=== Detalhes da tarefa ===
Substitua "photo" por "image" em todo o material abaixo, sem alterar mais nada, e deixe as imagens de fora da resposta.

=== Linhas do conjunto ===
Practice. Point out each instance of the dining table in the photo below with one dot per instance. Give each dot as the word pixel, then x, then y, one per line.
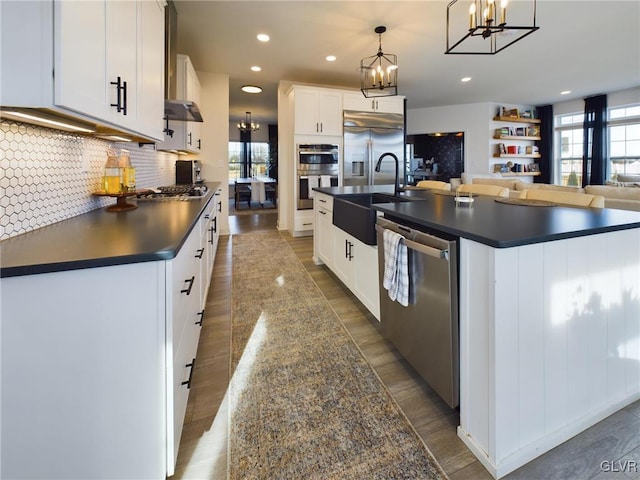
pixel 259 185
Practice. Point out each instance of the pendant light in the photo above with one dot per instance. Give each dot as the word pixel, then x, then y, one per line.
pixel 248 125
pixel 379 72
pixel 484 27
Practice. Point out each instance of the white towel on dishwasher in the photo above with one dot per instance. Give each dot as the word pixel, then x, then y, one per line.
pixel 396 268
pixel 313 181
pixel 325 181
pixel 257 192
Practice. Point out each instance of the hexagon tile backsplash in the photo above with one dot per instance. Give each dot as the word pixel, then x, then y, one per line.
pixel 48 175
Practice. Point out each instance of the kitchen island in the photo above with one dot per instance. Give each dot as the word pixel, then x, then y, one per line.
pixel 101 316
pixel 549 309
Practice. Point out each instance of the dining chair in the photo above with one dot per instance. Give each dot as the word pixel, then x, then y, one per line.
pixel 242 193
pixel 271 193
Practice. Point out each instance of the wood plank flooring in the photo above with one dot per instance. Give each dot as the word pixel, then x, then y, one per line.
pixel 203 447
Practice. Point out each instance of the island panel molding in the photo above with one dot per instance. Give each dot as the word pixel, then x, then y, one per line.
pixel 524 385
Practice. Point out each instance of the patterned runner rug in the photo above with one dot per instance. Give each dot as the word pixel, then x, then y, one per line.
pixel 304 402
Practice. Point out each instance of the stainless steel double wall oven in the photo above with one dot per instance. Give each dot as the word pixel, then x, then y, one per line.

=== Resposta da tarefa ===
Practice. Point out each instance of the dining table in the image below with one dot per instance. Give each dot as the word pixel, then x, then y, one per line.
pixel 259 185
Practice. Point out each instance of the pendant light in the image above with one dot per instance. Give each dot as the word pixel, then x, then y, one per line.
pixel 248 125
pixel 379 72
pixel 484 27
Practice. Point out each instance of the white towel on dishwasher in the image above with one dot per instance. Give each dot as the word pixel, then x, then y, one per line.
pixel 396 268
pixel 313 181
pixel 325 181
pixel 257 192
Practice. Point out each instance of the hexagon tile backsplash in the image above with one dot per instance. Give each dot as the word pixel, then x, then y, one per line.
pixel 48 175
Practice. Point out each instance of the kitchen island in the image above with one dot per instance. Give each dot as the word pixel, then x, then y, one per line.
pixel 101 316
pixel 549 309
Practice. Point out each instance of the dining chair in the image above with one dot per instance. Give each dot as the word pixel, then x, then y, one per line.
pixel 242 193
pixel 271 193
Practice. Point out each instance of the wood plank flooring in the image above with one dot per instance. Give each dot as the word pixel, then x, then y, one per line.
pixel 203 447
Practice. Point out each instance of the island panel molding in the image above with one dot per instance. Give each dot as the word pixel, then x, then y, one per line.
pixel 524 385
Practice. Point out each instance of the patterned runner rug in the image above with one dot per instance. Give each dot as the word pixel, then x, then y, one per line.
pixel 304 402
Practice. Point out each instance of the stainless steel double wall oven in the image above with one dot per instance. Give each dot as the word pixel, then x, then y, one per line.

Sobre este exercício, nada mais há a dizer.